Exercise brief =>
Below are the records; give again exactly the line with "399L249 409L262 407L264", the line with "positive clicks: (264, 397)", and each line that lies between them, and nothing besides.

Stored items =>
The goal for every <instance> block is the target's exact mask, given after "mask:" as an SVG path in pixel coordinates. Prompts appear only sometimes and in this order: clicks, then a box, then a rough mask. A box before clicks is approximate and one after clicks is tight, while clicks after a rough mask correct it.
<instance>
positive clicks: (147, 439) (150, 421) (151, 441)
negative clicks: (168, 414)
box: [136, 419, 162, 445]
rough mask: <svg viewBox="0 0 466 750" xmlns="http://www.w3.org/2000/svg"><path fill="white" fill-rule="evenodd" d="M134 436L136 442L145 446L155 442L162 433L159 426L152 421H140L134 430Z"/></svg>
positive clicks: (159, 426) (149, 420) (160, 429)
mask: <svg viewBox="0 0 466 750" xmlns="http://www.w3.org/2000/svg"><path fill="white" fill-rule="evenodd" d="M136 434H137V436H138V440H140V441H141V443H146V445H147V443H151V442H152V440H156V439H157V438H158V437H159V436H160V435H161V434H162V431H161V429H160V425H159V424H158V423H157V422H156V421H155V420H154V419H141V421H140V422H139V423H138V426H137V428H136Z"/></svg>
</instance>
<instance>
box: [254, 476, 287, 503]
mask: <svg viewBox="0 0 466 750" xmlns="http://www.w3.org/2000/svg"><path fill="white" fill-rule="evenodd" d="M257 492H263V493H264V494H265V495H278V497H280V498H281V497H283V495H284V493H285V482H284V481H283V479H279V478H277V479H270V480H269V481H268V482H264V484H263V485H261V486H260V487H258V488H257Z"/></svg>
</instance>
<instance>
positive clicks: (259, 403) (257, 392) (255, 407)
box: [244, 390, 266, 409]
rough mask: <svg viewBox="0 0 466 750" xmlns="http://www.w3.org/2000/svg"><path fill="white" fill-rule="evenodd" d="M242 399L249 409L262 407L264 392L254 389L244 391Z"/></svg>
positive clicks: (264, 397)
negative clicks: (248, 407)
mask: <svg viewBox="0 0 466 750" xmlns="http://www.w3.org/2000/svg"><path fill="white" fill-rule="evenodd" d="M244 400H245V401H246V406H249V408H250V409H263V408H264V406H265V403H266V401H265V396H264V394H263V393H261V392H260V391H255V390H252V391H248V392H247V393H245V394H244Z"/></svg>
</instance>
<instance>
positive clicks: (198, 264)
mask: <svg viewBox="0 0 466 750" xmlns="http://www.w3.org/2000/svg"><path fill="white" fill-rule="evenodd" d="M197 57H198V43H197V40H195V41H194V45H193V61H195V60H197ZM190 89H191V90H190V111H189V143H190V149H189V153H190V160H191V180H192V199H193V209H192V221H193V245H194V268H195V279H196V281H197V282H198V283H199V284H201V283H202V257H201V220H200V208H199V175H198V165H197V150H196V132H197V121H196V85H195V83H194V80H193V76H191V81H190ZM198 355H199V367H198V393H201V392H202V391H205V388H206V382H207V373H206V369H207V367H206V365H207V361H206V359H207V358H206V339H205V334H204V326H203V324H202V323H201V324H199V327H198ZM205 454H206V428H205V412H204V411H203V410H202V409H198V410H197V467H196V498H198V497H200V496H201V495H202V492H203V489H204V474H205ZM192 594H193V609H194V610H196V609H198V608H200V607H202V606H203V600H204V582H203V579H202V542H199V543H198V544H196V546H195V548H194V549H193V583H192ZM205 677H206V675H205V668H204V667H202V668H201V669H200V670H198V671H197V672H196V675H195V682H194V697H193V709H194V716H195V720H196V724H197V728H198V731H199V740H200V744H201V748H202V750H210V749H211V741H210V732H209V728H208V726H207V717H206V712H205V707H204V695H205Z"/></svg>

Task response =>
rough mask: <svg viewBox="0 0 466 750" xmlns="http://www.w3.org/2000/svg"><path fill="white" fill-rule="evenodd" d="M242 399L249 409L262 407L264 392L254 389L244 391Z"/></svg>
positive clicks: (264, 397)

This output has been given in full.